## Start
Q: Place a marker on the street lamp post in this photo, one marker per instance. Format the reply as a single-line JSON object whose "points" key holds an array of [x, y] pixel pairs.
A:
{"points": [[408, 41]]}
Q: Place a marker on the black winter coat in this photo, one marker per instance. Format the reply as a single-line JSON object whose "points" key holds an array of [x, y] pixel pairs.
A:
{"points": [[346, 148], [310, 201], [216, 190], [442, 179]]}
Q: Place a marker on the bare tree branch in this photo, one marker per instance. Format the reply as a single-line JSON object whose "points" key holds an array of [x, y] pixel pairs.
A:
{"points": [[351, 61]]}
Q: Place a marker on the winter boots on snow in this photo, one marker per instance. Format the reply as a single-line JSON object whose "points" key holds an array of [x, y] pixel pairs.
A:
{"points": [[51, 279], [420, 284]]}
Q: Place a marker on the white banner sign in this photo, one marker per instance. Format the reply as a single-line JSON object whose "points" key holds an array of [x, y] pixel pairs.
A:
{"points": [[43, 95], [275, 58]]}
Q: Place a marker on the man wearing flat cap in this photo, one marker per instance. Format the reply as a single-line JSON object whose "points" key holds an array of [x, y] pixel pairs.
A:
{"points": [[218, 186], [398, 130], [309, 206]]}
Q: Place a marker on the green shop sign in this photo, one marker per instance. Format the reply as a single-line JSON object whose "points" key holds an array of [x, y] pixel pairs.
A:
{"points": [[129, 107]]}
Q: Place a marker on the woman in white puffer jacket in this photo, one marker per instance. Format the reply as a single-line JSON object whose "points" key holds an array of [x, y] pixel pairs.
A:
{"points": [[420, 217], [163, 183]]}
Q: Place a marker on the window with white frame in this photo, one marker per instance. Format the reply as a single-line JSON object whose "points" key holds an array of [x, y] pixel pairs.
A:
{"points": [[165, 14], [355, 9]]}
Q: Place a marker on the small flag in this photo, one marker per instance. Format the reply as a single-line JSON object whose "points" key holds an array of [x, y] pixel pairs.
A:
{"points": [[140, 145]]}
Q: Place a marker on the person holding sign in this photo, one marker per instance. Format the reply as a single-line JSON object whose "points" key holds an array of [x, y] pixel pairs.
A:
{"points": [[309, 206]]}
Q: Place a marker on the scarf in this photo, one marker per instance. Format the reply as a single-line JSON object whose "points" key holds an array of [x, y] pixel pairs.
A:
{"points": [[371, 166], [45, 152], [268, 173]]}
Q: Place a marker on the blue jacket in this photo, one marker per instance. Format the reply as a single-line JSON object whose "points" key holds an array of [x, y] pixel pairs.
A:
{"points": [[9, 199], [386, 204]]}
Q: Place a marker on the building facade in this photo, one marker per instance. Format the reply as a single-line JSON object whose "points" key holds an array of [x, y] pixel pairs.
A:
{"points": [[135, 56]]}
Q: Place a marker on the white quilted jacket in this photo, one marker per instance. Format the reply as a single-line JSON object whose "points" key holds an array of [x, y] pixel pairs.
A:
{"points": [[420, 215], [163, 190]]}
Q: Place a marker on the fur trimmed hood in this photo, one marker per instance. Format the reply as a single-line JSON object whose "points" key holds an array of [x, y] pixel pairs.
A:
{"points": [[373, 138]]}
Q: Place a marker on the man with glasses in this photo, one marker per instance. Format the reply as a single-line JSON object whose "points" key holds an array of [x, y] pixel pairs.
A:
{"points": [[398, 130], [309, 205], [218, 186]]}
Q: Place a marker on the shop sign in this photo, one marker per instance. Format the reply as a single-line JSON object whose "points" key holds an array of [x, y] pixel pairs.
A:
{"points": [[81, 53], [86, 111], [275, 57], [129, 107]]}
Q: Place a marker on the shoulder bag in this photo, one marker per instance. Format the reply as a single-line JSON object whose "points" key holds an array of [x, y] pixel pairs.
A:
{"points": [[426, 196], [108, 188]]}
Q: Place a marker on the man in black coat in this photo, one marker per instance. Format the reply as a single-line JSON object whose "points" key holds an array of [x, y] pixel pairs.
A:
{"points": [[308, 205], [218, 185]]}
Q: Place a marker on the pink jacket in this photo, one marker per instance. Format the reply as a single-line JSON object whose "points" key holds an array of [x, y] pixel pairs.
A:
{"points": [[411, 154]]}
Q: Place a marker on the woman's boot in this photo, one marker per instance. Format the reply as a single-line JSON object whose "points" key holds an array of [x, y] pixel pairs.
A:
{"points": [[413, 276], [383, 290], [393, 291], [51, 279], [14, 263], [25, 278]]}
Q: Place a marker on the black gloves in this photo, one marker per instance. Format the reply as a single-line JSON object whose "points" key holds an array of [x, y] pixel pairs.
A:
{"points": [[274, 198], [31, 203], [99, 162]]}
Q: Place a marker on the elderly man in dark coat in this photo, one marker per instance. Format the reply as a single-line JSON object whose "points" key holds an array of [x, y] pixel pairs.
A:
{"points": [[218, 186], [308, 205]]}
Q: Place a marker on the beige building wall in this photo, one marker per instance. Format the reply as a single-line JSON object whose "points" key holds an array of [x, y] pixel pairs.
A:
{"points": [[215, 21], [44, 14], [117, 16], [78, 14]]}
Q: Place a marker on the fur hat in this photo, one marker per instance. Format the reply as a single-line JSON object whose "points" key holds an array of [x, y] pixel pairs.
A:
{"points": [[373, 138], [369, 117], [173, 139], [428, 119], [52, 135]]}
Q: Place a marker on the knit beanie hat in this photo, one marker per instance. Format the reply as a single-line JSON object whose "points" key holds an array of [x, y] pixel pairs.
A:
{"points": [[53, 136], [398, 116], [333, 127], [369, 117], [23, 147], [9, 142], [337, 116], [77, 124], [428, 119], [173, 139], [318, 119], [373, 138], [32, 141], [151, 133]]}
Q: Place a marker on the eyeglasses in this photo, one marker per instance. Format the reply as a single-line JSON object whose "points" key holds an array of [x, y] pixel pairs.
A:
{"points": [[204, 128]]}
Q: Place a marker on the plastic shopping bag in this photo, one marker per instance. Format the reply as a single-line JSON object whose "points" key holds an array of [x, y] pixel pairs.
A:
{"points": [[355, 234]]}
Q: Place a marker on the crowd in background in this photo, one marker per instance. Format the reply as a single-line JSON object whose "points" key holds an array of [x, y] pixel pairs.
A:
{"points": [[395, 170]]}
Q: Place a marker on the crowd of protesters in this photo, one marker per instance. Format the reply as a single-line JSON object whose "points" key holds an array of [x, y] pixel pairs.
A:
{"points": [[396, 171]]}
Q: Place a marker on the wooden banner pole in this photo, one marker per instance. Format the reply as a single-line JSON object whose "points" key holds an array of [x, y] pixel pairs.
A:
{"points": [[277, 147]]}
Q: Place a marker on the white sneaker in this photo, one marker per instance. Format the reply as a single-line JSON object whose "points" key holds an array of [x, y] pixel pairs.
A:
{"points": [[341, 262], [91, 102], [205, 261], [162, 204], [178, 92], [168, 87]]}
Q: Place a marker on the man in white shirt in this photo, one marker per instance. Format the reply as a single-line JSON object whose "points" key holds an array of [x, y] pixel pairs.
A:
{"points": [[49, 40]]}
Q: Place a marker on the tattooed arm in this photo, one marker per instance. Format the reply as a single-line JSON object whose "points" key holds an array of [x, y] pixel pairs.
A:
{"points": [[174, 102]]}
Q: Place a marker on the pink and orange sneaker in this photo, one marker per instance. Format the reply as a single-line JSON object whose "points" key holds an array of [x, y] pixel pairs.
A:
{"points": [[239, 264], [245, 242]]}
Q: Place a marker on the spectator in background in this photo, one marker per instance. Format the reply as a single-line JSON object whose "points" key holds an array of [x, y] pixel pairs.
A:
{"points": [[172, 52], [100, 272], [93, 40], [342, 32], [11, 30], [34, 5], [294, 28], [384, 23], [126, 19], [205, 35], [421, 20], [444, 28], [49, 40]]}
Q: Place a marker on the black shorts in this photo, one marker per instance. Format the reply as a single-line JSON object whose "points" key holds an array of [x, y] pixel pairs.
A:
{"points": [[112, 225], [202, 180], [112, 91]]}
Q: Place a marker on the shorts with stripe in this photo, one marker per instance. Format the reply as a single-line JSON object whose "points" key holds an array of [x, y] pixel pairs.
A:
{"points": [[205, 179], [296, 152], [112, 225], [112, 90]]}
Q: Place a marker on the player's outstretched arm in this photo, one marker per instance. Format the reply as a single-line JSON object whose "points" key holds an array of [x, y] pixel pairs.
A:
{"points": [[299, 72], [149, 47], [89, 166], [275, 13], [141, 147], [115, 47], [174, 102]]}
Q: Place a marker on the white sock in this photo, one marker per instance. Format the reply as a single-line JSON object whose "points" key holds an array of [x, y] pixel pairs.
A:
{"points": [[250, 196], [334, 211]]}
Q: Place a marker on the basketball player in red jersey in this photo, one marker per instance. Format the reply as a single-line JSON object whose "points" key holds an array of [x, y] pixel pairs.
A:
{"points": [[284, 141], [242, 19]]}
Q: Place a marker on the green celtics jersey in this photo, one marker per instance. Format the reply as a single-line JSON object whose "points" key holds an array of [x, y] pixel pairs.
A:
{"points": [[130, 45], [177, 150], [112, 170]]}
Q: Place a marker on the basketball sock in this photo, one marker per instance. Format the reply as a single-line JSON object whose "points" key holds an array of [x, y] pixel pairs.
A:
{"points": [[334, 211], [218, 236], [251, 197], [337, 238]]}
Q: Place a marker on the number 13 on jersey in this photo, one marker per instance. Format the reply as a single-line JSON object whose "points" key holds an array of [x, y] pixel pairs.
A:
## End
Write out only what runs from the line holding "Q: Place a marker on the green celtics" through the last line of the records, exactly as shown.

*Complete answer*
Q: Place a marker on the green celtics jersey in this photo, one marker per instance. Format the reply as a single-line JSON object whose "points" key holds an array of [x, y] pixel pairs.
A:
{"points": [[130, 45], [177, 150], [112, 170]]}
Q: Place a marker on the basketball sock in this photo, one marker per instance. Format the reply as a single-line JSON object whose "points" key holds an array of [x, y] pixel pairs.
A:
{"points": [[334, 211], [218, 236], [251, 197], [337, 238]]}
Q: Place a marker on the number 13 on jersey in this photo, one marker per instance. Format the reply as a single-line JSON object whose "points" key holds an array of [x, y] pixel pairs.
A:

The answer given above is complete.